Schriftliche Aufgabe 1: Schreib aus dem Artikel über die Offroad-Wohnmobile den Abschnitt wortgetreu ab, der bei den Worten „Wer die Werkstatt“ anfängt und nach „auf- und umzurüsten.“ aufhört.
Schriftliche Aufgabe 2: Gib jede Zeile unverändert zurück, in der die Zeichenfolge „football“ vorkommt. Dabei zählt Groß- und Kleinschreibung.

Vorgegebener Text:
◆ ◆ ◆
Meggen. Volker Schweinsberg und sein Team fertigen exklusive Offroad-Wohnmobile für Abenteurer und Globetrotter. Jedes Fahrzeug ist ein Unikat.
Wer die Werkstatt der Schreinerei Reuter im Gewerbegebiet „Zur Christinenhütte“ in Meggen betritt, glaubt zunächst, er hätte sich in der Tür geirrt. Denn unvermutet stehen die Besucher vor zwei riesengroßen Trucks statt vor Tischen, Regalen oder Sitzmöbeln. Die stellt der Handwerksbetrieb zwar auch her, aber in erster Linie zu einem besonderen Zweck. Hauptbetätigungsfeld des Betriebs ist, Offroad- bzw. Geländefahrzeuge in handgefertigte Reisemobile nach Maß auf- und umzurüsten.
Anders gesagt: Schreinermeister Volker Schweinsberg und sein Team lassen aus den kühnsten Reiseträumen Wirklichkeit werden. „Von der Planung bis zur Realisierung bekommen Sie bei uns alles aus einer Hand. Egal ob kleiner Offroader, klassisches Wohnmobil oder Expeditionsfahrzeug im Lkw-Format. Es spielt keine Rolle, ob Sie schöne und funktionelle Möbel wünschen oder eine leere Kabine mit allem füllen möchten, was dazu gehört“, wirbt das Unternehmen auf seiner Homepage. Anders gesagt: Geht nicht, gibt es bei Volker Schweinsberg und seinem Team nicht, fast alles ist möglich.
Die beiden Trucks in der Montagehalle, mit sechs Rädern und 450 PS unter der Haube, sind nicht für den klassischen Campingurlaub an der Ostsee oder am Gardasee gedacht. „Das sind Weltreisemobile, mit denen fährt man nicht bis Rimini, sondern viel weiter“, erklärt der 55-jährige Firmenchef. Und so weit und so lange, dass die Reise bald zur Expedition wird, mit extremen Belastungen für Mensch und Material. „Mobile Möbel müssen viel mehr aushalten und alles mitmachen“, so Schweinsberg. Also Hitze, Kälte, Feuchtigkeit, Erschütterungen gleichermaßen. „Viele unserer Kunden fahren damit in die Wüste, in die Tropen oder ins ewige Eis“, so der gebürtige Halberbrachter: „Auch nach 1000 Kilometern Schlaglochpiste durch Afrika sollte immer noch alles an seinem Platz sein.“
Der „Platz“, das ist bei diesen Fahrzeugtypen eine gedämmte Kabine aus GfK, also Glasfaserverstärktem Kunststoff, oder aus Aluminium. Der erste Schritt zum Traummobil beginnt am Schreibtisch – wie beim Hausbau. „Wir fragen den Kunden, wo er mit dem Fahrzeug hinfahren möchte, nach der Anzahl der Mitfahrer, ob zum Beispiel Kinder oder ein Hund mitreisen, was alles an Bord sein sollte, worauf er besonderen Wert legt und so weiter. Daraus ergibt sich die Größe der Kabine und die Lage von Tür und Fenstern“, erklärt der Schreinermeister.
◆ ◆ ◆
Daten dieser Übung:
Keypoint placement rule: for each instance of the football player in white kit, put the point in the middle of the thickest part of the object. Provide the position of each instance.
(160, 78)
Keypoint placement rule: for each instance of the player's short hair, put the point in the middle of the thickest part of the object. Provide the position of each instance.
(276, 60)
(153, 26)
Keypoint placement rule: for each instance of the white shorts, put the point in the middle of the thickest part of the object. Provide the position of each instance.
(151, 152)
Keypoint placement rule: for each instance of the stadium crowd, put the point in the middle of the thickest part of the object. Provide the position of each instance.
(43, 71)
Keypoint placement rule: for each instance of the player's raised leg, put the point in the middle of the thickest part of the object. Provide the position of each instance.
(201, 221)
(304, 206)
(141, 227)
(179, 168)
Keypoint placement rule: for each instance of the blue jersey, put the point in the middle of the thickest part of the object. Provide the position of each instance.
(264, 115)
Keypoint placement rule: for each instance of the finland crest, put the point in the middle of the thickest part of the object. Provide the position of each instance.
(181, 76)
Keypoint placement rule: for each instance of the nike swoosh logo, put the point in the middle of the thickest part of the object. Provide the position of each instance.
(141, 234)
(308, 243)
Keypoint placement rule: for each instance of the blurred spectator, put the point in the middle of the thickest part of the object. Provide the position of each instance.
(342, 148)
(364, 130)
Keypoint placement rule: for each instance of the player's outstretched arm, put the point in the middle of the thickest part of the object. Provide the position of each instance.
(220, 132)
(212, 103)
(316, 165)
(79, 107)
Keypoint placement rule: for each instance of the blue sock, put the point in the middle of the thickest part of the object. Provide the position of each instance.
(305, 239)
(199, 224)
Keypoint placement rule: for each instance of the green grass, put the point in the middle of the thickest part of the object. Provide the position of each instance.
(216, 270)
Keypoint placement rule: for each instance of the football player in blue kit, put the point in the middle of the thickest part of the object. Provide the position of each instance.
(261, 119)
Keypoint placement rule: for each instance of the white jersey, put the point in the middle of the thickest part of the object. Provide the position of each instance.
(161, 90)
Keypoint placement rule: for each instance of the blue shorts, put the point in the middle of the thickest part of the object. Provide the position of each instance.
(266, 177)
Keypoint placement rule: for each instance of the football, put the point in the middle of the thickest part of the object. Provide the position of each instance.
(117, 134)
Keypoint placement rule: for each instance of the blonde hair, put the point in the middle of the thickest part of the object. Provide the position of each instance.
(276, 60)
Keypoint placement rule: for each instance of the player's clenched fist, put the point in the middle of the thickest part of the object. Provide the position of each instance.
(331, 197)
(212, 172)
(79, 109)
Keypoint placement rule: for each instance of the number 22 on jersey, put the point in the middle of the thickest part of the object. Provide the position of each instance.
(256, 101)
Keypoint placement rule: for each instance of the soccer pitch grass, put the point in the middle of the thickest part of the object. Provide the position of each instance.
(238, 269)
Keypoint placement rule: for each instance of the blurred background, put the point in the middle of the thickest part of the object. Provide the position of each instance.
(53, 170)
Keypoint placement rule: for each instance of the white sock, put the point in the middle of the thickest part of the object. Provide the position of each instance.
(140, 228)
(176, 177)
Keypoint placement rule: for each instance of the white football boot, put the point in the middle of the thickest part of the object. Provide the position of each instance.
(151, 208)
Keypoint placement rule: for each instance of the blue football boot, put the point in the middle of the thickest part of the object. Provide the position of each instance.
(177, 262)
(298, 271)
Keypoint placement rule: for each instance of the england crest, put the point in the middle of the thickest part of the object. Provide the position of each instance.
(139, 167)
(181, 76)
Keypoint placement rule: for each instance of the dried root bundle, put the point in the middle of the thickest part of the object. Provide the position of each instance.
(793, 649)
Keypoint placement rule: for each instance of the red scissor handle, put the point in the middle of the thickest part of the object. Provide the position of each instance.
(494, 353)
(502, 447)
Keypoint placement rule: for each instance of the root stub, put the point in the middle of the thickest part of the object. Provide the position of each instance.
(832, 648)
◆ ◆ ◆
Schriftliche Antwort 1:
Wer die Werkstatt der Schreinerei Reuter im Gewerbegebiet „Zur Christinenhütte“ in Meggen betritt, glaubt zunächst, er hätte sich in der Tür geirrt. Denn unvermutet stehen die Besucher vor zwei riesengroßen Trucks statt vor Tischen, Regalen oder Sitzmöbeln. Die stellt der Handwerksbetrieb zwar auch her, aber in erster Linie zu einem besonderen Zweck. Hauptbetätigungsfeld des Betriebs ist, Offroad- bzw. Geländefahrzeuge in handgefertigte Reisemobile nach Maß auf- und umzurüsten.

Schriftliche Antwort 2:
Keypoint placement rule: for each instance of the football player in white kit, put the point in the middle of the thickest part of the object. Provide the position of each instance.
Keypoint placement rule: for each instance of the football player in blue kit, put the point in the middle of the thickest part of the object. Provide the position of each instance.
Keypoint placement rule: for each instance of the football, put the point in the middle of the thickest part of the object. Provide the position of each instance.
Keypoint placement rule: for each instance of the white football boot, put the point in the middle of the thickest part of the object. Provide the position of each instance.
Keypoint placement rule: for each instance of the blue football boot, put the point in the middle of the thickest part of the object. Provide the position of each instance.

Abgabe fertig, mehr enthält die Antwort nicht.